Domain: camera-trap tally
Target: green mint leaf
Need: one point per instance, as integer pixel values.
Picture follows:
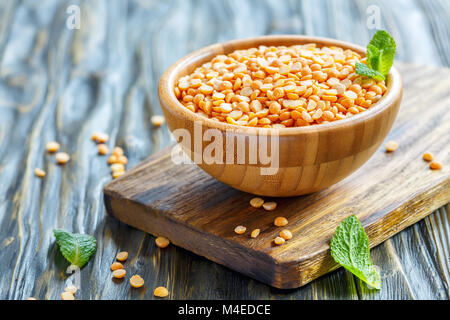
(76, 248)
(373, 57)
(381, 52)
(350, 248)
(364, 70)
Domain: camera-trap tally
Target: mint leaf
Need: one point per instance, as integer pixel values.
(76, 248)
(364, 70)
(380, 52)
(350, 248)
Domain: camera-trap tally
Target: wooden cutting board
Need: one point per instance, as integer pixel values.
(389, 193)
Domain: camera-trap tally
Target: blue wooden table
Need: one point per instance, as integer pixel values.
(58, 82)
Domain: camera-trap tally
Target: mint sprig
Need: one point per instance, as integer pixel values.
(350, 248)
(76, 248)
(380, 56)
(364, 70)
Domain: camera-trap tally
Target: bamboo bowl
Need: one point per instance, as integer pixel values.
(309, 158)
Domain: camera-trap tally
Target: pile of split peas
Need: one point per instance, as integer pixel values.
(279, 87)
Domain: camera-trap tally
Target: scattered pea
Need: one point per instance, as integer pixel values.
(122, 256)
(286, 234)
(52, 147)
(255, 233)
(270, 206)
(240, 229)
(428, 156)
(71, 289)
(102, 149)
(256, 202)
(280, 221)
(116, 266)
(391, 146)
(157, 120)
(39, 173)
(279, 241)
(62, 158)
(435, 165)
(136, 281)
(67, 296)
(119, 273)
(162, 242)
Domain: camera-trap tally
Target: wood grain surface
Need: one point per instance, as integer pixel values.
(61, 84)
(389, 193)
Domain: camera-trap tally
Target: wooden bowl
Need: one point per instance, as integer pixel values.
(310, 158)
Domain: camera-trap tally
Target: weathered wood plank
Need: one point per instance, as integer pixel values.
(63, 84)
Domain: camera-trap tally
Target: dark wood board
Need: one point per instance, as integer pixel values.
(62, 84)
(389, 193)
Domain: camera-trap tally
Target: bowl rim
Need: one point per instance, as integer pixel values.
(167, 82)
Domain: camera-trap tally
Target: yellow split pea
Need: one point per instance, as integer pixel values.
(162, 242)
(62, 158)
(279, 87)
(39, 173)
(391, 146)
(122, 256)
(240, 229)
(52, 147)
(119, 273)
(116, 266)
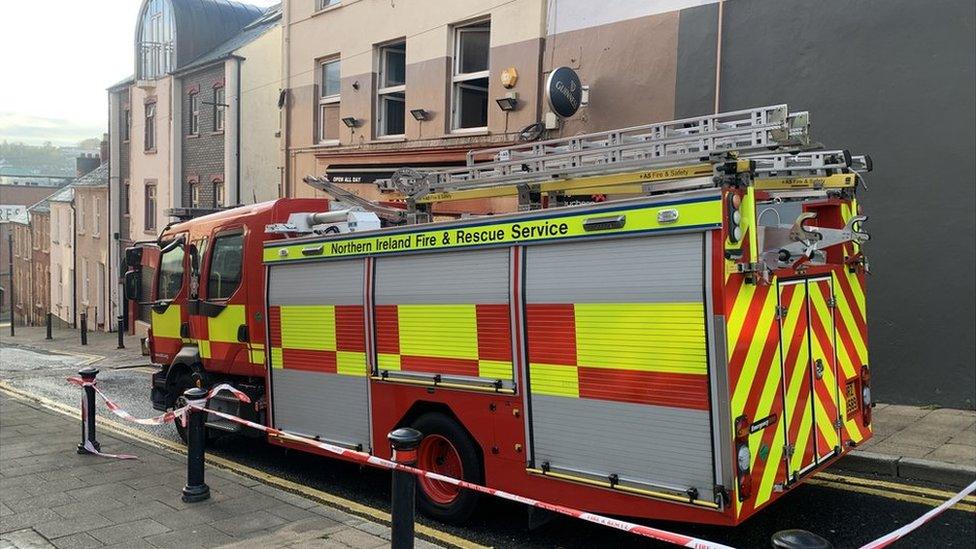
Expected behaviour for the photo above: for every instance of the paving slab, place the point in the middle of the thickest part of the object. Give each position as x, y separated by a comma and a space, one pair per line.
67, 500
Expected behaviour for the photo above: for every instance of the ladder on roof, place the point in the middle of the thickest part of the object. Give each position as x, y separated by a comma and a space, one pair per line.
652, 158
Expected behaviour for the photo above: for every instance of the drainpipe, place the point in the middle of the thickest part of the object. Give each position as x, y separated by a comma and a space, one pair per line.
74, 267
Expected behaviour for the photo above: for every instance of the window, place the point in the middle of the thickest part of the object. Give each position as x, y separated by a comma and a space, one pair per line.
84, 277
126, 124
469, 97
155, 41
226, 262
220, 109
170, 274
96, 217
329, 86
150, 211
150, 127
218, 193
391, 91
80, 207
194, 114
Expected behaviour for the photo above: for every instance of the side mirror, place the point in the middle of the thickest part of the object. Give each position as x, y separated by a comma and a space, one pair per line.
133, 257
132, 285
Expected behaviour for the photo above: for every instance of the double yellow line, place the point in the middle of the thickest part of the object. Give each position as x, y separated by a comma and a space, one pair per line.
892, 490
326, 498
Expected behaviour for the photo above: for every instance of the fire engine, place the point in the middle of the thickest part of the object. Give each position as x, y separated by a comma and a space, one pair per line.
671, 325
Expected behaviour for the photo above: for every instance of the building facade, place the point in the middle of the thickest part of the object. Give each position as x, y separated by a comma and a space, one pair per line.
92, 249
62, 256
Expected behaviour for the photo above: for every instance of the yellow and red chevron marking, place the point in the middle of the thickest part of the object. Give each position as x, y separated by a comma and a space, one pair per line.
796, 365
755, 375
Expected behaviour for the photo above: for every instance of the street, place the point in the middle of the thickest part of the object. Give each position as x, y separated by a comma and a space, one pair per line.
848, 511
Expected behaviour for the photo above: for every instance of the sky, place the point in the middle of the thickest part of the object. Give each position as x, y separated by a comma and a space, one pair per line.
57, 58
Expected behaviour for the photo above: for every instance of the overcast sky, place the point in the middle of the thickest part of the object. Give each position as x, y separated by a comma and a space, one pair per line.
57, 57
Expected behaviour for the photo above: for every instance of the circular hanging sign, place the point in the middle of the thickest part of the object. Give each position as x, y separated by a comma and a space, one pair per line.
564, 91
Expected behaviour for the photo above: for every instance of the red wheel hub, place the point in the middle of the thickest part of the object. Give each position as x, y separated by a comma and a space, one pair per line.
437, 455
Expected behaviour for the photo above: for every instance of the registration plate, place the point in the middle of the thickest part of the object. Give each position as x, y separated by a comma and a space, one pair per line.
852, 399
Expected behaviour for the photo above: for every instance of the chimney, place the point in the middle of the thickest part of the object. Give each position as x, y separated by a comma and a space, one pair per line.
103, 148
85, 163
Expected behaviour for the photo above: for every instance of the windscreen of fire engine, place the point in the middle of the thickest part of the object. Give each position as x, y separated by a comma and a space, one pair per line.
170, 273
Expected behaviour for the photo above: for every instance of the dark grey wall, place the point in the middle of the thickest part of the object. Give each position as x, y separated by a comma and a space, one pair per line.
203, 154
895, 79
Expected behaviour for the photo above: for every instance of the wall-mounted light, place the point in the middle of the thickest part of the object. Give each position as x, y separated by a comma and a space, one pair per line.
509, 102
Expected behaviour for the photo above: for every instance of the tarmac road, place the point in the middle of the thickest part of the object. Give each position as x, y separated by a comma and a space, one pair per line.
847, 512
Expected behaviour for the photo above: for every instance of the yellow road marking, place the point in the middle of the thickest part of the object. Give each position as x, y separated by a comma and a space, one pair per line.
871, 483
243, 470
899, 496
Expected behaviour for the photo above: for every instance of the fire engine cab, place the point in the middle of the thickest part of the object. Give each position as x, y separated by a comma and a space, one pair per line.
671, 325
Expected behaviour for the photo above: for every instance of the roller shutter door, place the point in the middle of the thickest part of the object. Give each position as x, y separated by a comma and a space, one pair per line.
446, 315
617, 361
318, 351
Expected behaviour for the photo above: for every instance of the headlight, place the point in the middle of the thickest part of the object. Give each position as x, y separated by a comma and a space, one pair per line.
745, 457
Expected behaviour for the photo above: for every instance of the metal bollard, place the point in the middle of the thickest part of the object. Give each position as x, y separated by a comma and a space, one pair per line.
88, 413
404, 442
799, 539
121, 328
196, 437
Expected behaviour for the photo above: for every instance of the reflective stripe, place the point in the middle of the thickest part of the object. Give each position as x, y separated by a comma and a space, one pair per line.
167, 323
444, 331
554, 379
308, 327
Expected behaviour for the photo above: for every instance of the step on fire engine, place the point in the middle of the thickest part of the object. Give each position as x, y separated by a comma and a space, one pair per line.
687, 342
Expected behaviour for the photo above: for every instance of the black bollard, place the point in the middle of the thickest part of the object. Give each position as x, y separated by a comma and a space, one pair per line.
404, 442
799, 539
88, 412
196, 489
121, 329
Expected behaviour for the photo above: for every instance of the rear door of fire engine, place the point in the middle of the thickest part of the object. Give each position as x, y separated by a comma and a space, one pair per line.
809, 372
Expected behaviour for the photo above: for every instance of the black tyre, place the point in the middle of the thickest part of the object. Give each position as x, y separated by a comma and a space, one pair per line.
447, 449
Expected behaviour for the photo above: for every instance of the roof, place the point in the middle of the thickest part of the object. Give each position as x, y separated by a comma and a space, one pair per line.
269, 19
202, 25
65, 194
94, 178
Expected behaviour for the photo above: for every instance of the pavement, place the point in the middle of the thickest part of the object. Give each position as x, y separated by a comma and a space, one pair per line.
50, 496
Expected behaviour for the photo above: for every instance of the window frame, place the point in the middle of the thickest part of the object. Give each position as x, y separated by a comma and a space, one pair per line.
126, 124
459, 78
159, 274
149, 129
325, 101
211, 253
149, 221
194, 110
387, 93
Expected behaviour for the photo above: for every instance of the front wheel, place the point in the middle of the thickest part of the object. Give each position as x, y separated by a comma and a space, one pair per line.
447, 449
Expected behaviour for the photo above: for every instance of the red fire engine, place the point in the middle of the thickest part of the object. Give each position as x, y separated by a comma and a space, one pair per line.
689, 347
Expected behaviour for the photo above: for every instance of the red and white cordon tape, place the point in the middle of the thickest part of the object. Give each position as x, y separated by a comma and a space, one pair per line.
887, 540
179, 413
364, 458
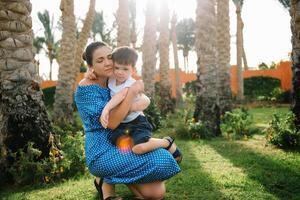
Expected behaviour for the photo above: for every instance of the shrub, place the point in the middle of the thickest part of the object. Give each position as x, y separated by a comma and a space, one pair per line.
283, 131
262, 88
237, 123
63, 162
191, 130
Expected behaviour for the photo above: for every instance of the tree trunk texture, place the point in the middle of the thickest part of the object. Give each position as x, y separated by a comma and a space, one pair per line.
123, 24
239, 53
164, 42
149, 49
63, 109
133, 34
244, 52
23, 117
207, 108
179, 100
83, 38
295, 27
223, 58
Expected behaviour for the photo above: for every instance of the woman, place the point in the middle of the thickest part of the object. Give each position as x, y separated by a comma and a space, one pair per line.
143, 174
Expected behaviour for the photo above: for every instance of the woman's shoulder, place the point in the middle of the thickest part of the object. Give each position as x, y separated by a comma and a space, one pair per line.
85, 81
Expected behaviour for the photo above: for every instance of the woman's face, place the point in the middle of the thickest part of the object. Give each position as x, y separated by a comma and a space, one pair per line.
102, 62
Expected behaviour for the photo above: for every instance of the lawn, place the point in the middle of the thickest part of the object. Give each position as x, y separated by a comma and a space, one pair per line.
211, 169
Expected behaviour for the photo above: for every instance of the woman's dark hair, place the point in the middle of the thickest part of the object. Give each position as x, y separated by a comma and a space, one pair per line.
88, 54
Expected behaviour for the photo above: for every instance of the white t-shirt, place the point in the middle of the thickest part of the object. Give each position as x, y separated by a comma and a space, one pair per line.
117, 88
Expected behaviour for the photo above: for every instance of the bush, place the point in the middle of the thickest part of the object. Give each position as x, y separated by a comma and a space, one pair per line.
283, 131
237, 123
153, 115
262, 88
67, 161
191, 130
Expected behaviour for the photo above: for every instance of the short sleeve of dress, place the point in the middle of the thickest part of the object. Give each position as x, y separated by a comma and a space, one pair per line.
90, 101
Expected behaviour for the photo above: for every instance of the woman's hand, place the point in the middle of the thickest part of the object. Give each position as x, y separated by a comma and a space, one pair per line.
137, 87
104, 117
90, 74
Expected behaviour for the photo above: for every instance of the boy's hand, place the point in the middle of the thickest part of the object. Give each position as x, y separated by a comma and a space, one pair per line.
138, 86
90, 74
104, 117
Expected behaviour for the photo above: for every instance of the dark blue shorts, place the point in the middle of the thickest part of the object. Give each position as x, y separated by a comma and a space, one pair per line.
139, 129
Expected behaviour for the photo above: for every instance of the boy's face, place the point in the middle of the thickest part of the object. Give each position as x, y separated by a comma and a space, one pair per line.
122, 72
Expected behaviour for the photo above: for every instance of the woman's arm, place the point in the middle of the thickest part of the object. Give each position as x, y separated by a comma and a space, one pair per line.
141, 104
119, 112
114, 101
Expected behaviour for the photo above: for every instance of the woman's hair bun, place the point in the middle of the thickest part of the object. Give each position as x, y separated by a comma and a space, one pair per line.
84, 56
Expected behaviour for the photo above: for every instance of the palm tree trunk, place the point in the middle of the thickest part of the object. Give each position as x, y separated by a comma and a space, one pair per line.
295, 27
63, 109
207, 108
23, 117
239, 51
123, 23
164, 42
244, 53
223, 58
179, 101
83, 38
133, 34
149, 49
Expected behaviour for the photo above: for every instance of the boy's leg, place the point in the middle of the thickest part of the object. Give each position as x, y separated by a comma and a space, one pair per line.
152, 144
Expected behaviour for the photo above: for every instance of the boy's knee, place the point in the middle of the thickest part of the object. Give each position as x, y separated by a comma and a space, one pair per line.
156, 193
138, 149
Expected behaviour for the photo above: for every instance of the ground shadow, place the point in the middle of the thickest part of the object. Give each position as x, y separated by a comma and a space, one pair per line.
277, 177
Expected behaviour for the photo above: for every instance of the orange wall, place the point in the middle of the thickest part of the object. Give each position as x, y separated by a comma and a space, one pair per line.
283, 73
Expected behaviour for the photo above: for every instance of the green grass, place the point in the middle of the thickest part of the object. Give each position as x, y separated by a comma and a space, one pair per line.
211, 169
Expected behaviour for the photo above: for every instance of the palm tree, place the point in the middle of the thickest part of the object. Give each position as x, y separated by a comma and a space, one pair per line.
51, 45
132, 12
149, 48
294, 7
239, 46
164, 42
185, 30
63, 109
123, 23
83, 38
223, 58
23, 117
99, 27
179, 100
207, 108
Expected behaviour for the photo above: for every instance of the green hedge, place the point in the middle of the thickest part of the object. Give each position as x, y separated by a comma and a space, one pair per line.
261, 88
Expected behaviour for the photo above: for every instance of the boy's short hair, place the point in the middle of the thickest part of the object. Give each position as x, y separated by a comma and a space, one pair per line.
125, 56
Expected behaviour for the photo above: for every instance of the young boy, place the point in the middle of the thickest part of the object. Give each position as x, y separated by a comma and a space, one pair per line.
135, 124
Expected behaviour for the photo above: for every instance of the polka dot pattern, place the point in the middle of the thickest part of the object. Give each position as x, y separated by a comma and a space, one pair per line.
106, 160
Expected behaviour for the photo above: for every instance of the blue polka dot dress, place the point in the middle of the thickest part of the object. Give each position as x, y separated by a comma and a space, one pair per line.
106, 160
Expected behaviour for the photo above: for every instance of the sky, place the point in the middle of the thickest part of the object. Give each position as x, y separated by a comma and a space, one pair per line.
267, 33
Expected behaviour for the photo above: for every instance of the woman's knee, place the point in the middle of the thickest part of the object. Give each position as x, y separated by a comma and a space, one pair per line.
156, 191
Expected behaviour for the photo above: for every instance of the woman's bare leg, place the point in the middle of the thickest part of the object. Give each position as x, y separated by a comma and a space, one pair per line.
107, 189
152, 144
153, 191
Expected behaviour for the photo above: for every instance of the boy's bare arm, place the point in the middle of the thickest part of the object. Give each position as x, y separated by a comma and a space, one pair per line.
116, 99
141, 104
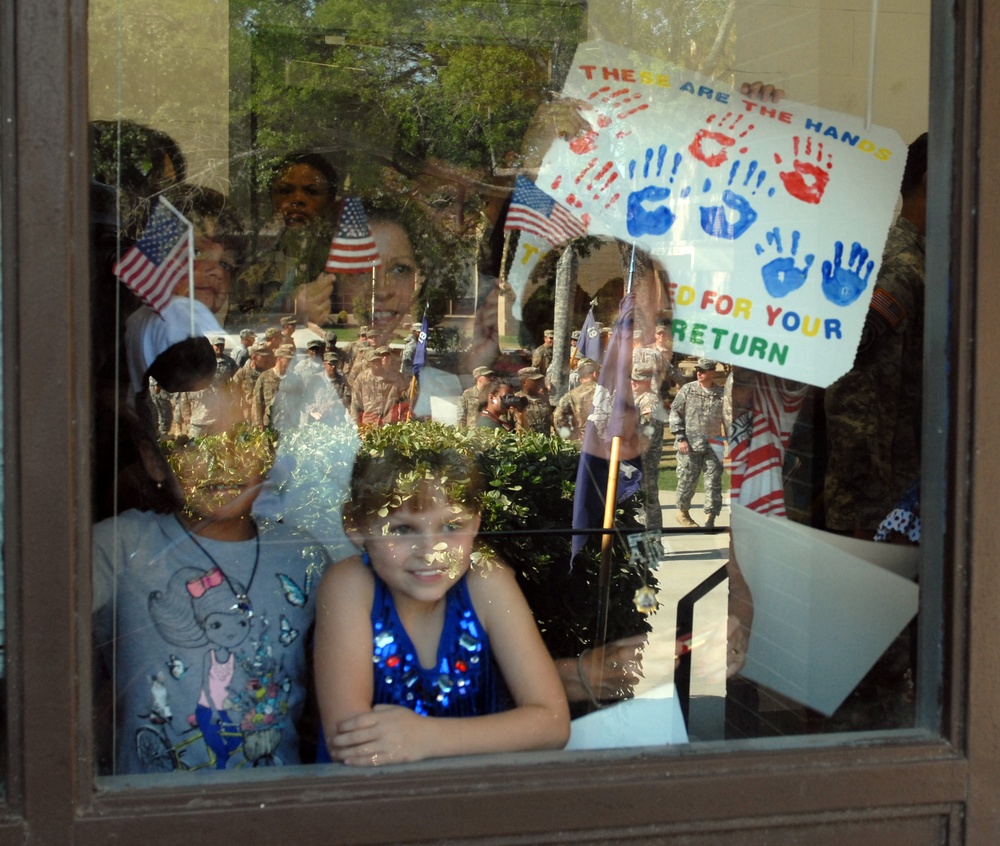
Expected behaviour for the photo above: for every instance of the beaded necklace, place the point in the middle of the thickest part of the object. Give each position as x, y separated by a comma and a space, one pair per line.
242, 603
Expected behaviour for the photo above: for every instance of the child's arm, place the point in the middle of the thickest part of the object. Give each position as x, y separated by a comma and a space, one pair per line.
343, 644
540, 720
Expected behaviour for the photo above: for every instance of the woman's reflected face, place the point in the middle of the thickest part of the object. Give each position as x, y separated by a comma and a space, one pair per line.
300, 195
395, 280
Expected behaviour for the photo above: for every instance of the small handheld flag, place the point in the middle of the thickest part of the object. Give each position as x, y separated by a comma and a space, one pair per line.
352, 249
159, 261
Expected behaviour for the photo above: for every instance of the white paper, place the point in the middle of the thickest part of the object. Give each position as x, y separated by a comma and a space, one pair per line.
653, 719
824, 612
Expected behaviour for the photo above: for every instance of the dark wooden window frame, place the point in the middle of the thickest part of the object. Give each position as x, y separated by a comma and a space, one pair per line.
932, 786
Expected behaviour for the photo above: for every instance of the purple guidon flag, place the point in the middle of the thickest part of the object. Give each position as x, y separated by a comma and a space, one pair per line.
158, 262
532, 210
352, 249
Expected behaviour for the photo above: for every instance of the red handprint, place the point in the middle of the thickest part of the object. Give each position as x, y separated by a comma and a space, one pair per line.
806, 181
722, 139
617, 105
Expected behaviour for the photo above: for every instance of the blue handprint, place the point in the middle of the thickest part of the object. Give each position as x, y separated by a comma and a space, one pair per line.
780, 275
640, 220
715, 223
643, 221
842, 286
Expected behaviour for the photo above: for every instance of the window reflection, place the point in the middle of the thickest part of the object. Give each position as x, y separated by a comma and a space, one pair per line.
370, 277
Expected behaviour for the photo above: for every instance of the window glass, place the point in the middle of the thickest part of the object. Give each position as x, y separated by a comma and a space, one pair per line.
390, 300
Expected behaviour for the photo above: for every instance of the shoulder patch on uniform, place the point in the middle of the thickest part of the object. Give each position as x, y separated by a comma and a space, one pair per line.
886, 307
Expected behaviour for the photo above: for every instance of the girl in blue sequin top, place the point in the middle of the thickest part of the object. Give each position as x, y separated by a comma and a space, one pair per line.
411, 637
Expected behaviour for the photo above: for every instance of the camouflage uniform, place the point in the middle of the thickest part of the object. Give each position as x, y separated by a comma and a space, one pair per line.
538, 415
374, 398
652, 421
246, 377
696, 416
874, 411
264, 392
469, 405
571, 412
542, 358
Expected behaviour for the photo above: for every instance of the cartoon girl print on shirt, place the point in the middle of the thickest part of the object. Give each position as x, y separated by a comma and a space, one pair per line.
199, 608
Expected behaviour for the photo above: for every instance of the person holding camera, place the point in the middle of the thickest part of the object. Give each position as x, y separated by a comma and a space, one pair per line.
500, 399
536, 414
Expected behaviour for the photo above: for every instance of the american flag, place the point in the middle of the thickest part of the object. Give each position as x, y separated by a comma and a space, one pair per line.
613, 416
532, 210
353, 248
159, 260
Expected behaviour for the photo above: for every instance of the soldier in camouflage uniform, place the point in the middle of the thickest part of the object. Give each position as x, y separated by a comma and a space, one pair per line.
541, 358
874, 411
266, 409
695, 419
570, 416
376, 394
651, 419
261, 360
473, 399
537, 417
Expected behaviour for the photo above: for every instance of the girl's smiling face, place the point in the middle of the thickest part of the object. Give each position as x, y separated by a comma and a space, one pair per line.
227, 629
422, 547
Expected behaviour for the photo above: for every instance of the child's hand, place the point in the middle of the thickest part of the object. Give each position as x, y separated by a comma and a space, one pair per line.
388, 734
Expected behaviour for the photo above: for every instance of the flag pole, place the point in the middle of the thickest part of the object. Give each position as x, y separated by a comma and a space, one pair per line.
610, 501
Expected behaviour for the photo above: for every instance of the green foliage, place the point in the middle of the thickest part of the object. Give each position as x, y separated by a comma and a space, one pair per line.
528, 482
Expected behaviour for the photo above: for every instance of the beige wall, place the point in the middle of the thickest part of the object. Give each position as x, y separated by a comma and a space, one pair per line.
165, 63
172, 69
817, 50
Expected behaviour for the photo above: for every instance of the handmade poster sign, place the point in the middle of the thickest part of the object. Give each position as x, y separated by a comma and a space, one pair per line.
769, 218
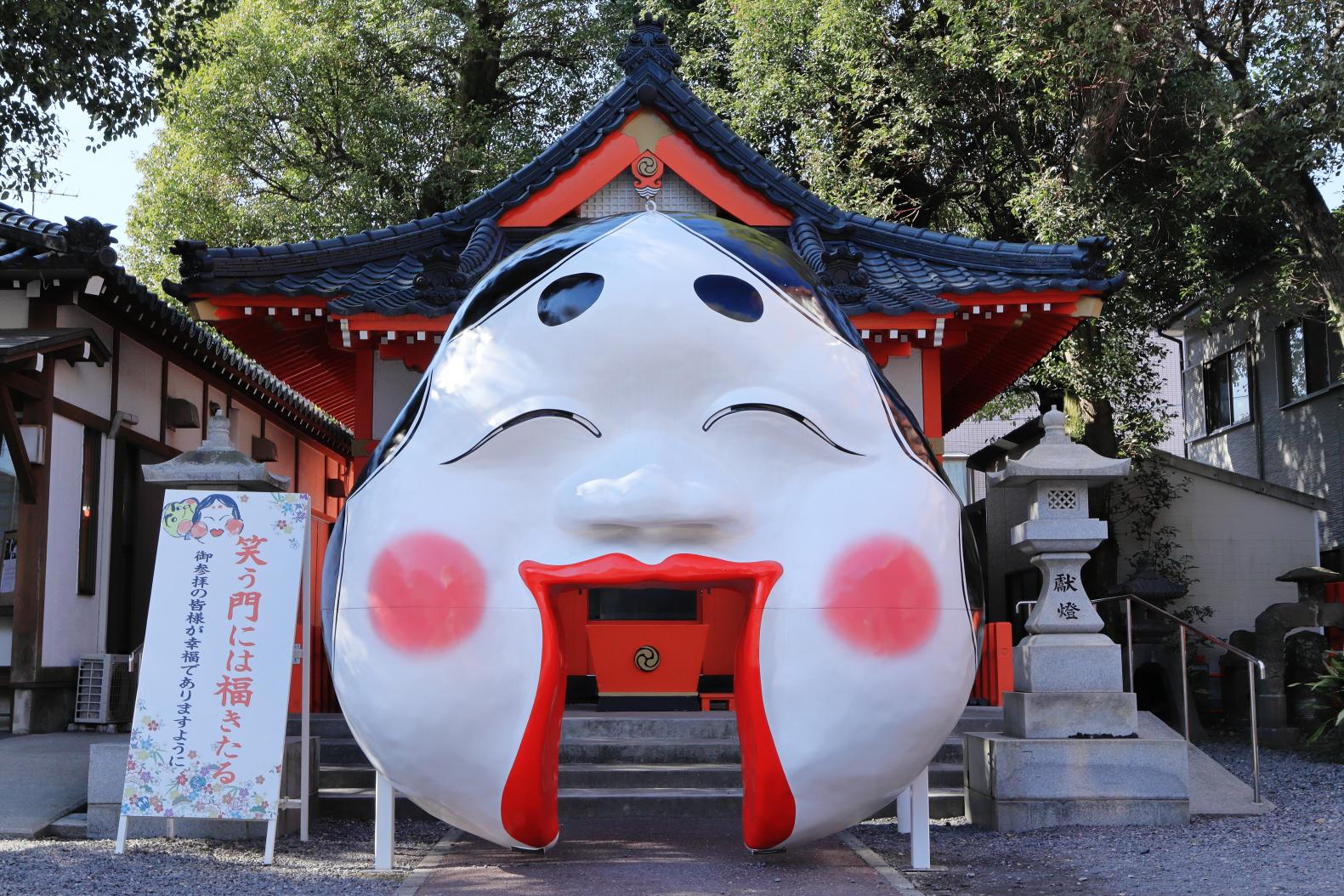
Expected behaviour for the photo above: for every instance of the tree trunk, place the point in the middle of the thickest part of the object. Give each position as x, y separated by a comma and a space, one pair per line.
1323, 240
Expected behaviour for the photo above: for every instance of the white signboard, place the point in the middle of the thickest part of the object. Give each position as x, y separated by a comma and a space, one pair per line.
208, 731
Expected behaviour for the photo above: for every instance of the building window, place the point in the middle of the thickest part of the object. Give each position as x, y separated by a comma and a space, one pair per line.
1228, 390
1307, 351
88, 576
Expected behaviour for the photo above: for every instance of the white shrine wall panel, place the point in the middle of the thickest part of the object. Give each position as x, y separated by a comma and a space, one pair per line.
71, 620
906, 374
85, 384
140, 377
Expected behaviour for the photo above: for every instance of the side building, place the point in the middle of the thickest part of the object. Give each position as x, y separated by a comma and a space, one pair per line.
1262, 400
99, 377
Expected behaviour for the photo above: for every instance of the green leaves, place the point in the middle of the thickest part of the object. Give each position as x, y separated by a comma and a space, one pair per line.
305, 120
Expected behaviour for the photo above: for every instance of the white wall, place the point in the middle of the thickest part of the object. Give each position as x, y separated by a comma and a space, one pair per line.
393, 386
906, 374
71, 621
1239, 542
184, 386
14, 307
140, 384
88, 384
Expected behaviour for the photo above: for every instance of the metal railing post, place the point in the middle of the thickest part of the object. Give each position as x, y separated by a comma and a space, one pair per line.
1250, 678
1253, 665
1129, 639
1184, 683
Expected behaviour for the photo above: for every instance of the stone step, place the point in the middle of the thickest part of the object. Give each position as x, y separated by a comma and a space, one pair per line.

◆ ◆ ◆ ◆

Quote, exactly and only, the lines from the first line of the data above through the line containing "Target: yellow split pea". The pictures do not belong in it.

Domain: camera-trap tally
Target: green mint leaf
Need: one point per instance, as integer pixel values.
Picture follows:
(76, 248)
(373, 57)
(381, 52)
(350, 248)
(364, 70)
Domain: camera-trap tally
Target: mint leaf
Need: one point per instance, as integer pixel values.
(76, 248)
(364, 70)
(380, 52)
(350, 248)
Domain: camera-trap tally
Target: wooden cutting board
Need: one point per instance, as integer pixel values.
(389, 193)
Domain: camera-trap tally
Target: blue wooden table
Need: one point per instance, as integer pixel values.
(58, 82)
Domain: camera-trap tally
Target: mint sprig
Need: one point per instance, as integer pixel values.
(350, 248)
(76, 248)
(380, 56)
(364, 70)
Domain: camera-trap tally
Target: bamboo bowl
Need: one point per instance, as integer pixel values.
(309, 158)
Domain: camera-trap tally
Target: pile of split peas
Need: one point per instance, as integer pixel values.
(279, 87)
Domain: camera-trap tally
Target: scattered pea
Need: one point per instance, as integer pixel values.
(122, 256)
(286, 234)
(52, 147)
(255, 233)
(270, 206)
(240, 229)
(428, 156)
(71, 289)
(102, 149)
(256, 202)
(280, 221)
(116, 266)
(391, 146)
(157, 120)
(39, 173)
(279, 241)
(62, 158)
(435, 165)
(136, 281)
(67, 296)
(119, 273)
(162, 242)
Domain: camera-trap tally
Target: wood grain surface
Need: one point per instance, as integer pixel values.
(61, 84)
(389, 193)
Domain: camera-trap tally
Target: wooden bowl
Need: one point per instance, as integer pixel values.
(310, 158)
Domain: camera-trap tally
Target: weathered wood plank
Need: one point per instance, as integer pixel values.
(63, 84)
Domain: camera-trap tally
Target: dark wood board
Need: one point per instance, as integer pixel values.
(62, 84)
(389, 193)
Domain: camera-trap tally
Target: bowl rim
Need: one point per instance, as integer pixel values.
(167, 82)
Domain: camera-trap tally
Target: yellow split pea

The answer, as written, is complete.